> _SEU OBJETIVO_: Por favor, reproduza o trecho da matéria sobre os projetos de hidrogênio barrados que começa nas palavras "Barrados na rede" e termina após "Parnaíba, no Piauí.", substituindo nele "planta" por "usina".

> _TEXTO FORNECIDO_:
Barrados na rede

Solatio se junta a Casa dos Ventos e Fortescue com projetos de hidrogênio barrados pelo ONS

Decisão referendada pela Aneel engrossa a lista de empreendimentos ultraeltrointensivos com planos travados por limitações na infraestrutura elétrica do país

Torres e linhas de transmissão de energia com turbinas eólicas ao fundo e, no horizonte, o sol se põe (Foto Peter Schmidt/Terranaut/Pixabay)
Linhas de transmissão de energia com turbinas eólicas ao fundo (Foto Peter Schmidt/Terranaut/Pixabay)

RIO — O Operador Nacional do Sistema Elétrico (ONS) voltou a barrar o acesso de um projeto de hidrogênio verde à rede elétrica.

Desta vez, a negativa atinge a espanhola Solatio, que pretendia conectar uma planta de produção de hidrogênio e amônia verdes com capacidade de 3 gigawatts (GW) por ano na Zona de Processamento de Exportação (ZPE) de Parnaíba, no Piauí. 

A decisão foi seguida pela Agência Nacional de Energia Elétrica (Aneel), e engrossa a lista de empreendimentos ultraeltrointensivos com planos travados por limitações na infraestrutura elétrica do país.

Registros de dados
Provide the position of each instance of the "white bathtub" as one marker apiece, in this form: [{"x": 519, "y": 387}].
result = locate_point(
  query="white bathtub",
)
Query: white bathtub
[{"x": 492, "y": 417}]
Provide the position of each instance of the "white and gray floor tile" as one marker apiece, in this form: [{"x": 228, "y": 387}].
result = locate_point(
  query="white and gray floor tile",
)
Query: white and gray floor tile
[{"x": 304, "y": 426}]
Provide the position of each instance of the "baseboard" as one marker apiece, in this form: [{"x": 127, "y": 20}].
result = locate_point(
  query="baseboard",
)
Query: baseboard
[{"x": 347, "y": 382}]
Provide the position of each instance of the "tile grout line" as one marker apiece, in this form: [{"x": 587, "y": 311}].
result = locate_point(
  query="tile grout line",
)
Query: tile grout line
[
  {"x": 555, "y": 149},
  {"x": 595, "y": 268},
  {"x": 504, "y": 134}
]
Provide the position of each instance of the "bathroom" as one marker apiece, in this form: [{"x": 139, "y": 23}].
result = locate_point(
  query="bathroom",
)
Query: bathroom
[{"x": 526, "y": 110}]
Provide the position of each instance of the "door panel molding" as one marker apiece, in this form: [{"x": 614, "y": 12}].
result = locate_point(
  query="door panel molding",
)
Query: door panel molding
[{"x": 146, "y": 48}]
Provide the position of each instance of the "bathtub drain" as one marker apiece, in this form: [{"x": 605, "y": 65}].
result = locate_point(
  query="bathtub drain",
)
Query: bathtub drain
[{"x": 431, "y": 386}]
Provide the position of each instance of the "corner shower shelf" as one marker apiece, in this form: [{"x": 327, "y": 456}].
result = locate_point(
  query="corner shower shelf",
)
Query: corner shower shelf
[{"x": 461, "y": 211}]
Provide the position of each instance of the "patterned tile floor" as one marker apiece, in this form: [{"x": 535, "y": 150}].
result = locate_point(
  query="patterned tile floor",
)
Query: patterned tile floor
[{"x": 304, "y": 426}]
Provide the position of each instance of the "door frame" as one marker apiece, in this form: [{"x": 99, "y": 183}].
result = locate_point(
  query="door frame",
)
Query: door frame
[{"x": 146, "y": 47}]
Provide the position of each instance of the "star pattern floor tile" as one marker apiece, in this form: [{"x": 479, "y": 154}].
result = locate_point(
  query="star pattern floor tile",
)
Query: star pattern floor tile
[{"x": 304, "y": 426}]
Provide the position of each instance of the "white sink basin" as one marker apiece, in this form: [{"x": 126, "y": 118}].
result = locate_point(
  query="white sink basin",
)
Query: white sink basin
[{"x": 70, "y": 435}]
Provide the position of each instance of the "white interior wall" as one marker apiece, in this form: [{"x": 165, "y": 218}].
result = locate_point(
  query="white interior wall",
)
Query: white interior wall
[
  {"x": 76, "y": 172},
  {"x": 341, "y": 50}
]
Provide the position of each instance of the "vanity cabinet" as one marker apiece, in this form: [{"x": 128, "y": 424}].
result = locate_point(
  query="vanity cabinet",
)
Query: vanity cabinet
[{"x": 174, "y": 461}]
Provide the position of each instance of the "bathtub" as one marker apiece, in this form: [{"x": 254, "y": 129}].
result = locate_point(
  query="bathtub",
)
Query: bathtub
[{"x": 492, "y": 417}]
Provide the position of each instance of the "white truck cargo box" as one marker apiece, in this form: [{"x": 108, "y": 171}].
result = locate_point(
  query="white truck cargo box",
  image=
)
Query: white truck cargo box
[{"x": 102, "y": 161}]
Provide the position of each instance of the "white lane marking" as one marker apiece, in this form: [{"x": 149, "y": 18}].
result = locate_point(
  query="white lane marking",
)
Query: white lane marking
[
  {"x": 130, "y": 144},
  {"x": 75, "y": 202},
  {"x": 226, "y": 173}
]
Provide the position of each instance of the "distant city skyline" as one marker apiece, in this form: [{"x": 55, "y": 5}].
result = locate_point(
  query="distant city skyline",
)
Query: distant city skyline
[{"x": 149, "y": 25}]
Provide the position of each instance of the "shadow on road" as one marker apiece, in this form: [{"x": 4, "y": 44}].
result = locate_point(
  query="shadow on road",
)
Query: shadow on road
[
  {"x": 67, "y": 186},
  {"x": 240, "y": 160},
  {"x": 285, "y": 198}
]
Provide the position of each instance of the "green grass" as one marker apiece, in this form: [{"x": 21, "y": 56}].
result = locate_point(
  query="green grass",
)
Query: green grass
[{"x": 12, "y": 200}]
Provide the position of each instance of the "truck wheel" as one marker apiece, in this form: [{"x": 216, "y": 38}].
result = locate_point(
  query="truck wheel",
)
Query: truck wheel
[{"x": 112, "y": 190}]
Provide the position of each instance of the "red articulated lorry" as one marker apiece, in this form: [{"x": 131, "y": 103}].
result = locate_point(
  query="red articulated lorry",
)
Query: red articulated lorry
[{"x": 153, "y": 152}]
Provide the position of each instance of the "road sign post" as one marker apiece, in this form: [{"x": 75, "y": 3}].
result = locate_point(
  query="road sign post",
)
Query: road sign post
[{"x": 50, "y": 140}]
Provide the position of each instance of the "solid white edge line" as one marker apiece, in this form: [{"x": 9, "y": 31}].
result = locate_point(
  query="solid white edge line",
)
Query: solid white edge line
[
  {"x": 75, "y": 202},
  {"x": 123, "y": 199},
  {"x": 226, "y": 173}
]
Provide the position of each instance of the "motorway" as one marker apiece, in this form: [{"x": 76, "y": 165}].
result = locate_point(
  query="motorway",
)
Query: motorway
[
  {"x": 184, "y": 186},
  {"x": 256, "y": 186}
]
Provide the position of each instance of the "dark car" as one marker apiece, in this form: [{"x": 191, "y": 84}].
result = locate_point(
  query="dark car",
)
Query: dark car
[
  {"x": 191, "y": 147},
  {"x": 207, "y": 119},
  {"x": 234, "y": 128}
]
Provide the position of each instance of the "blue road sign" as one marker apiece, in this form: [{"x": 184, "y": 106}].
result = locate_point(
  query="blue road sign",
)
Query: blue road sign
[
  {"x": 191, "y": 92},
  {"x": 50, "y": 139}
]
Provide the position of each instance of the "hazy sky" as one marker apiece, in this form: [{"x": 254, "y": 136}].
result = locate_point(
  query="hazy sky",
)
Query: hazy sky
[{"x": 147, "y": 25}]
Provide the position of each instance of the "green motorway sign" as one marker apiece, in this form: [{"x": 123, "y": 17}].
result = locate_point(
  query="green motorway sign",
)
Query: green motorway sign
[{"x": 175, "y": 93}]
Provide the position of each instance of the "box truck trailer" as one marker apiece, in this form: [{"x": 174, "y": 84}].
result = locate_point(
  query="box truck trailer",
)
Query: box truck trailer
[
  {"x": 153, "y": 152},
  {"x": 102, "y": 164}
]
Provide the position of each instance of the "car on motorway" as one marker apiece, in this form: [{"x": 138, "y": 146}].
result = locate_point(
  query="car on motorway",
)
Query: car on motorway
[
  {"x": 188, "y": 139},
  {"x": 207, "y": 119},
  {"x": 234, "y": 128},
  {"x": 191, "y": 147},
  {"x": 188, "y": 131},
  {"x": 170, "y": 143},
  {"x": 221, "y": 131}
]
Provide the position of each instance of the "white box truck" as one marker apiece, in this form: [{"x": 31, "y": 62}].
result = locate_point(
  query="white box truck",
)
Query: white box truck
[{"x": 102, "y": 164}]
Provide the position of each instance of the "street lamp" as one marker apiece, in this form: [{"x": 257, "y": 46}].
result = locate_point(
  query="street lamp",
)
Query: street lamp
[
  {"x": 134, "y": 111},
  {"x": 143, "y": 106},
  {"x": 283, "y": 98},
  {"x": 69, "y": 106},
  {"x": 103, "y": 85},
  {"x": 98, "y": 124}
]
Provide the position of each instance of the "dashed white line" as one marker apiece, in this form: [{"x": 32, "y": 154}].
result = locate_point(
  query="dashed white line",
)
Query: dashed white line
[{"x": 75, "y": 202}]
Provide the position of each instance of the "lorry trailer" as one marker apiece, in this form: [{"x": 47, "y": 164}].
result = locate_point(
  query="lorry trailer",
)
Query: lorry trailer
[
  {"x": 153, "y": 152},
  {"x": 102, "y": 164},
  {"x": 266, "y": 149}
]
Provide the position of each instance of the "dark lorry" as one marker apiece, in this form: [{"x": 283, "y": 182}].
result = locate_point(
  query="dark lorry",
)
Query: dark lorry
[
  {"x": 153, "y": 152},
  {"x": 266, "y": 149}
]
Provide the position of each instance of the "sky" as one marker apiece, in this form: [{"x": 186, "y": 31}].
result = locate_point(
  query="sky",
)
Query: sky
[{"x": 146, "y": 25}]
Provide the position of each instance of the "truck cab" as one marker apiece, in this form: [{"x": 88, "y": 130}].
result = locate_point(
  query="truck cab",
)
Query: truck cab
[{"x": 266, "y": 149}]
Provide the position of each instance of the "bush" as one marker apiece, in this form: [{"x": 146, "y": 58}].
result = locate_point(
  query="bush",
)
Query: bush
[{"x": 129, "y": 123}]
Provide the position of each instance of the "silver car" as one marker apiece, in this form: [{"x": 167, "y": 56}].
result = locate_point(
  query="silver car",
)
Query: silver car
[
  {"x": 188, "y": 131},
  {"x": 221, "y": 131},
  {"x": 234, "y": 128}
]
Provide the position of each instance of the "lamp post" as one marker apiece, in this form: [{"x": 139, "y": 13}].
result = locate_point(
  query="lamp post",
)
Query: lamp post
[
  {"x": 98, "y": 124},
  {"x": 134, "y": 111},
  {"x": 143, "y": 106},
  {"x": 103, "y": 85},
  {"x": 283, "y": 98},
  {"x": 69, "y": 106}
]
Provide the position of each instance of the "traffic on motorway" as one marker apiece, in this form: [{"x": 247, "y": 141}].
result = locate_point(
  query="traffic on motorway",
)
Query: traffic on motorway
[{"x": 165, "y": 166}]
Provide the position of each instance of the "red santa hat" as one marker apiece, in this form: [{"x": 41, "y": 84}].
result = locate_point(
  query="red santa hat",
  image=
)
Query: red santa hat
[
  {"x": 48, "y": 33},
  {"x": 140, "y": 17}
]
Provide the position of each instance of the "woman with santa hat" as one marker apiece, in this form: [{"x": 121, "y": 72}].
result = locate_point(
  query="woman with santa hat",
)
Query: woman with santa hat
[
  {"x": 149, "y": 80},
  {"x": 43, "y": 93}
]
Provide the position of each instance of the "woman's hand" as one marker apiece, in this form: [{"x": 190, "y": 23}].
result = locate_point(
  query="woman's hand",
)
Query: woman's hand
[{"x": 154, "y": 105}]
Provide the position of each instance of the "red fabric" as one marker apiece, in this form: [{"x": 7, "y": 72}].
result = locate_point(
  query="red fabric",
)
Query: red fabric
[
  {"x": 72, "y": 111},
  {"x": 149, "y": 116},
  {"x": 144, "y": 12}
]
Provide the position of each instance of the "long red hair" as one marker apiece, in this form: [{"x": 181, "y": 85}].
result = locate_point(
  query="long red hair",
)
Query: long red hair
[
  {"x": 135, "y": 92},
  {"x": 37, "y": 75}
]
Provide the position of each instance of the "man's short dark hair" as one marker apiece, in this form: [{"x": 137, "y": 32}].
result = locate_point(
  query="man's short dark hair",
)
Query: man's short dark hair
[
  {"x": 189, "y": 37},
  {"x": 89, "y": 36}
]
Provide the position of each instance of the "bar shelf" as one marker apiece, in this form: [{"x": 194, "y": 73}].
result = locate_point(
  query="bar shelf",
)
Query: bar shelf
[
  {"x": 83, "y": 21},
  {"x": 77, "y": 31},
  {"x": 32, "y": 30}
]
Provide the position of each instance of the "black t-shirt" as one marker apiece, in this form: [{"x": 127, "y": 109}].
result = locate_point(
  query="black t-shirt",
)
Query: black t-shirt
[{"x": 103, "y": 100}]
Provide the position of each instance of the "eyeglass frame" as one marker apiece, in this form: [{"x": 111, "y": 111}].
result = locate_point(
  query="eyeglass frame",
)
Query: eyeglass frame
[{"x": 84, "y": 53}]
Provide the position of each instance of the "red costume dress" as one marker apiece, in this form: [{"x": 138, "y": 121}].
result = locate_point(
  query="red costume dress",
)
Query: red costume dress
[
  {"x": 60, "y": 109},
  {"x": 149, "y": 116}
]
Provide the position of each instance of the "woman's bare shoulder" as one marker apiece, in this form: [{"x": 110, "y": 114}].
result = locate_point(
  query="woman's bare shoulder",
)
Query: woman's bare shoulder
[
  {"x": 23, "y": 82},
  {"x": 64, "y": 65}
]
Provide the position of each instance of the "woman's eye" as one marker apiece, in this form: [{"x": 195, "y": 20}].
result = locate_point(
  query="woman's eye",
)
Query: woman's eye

> _RESULTADO DO EXERCÍCIO_:
Barrados na rede

Solatio se junta a Casa dos Ventos e Fortescue com projetos de hidrogênio barrados pelo ONS

Decisão referendada pela Aneel engrossa a lista de empreendimentos ultraeltrointensivos com planos travados por limitações na infraestrutura elétrica do país

Torres e linhas de transmissão de energia com turbinas eólicas ao fundo e, no horizonte, o sol se põe (Foto Peter Schmidt/Terranaut/Pixabay)
Linhas de transmissão de energia com turbinas eólicas ao fundo (Foto Peter Schmidt/Terranaut/Pixabay)

RIO — O Operador Nacional do Sistema Elétrico (ONS) voltou a barrar o acesso de um projeto de hidrogênio verde à rede elétrica.

Desta vez, a negativa atinge a espanhola Solatio, que pretendia conectar uma usina de produção de hidrogênio e amônia verdes com capacidade de 3 gigawatts (GW) por ano na Zona de Processamento de Exportação (ZPE) de Parnaíba, no Piauí.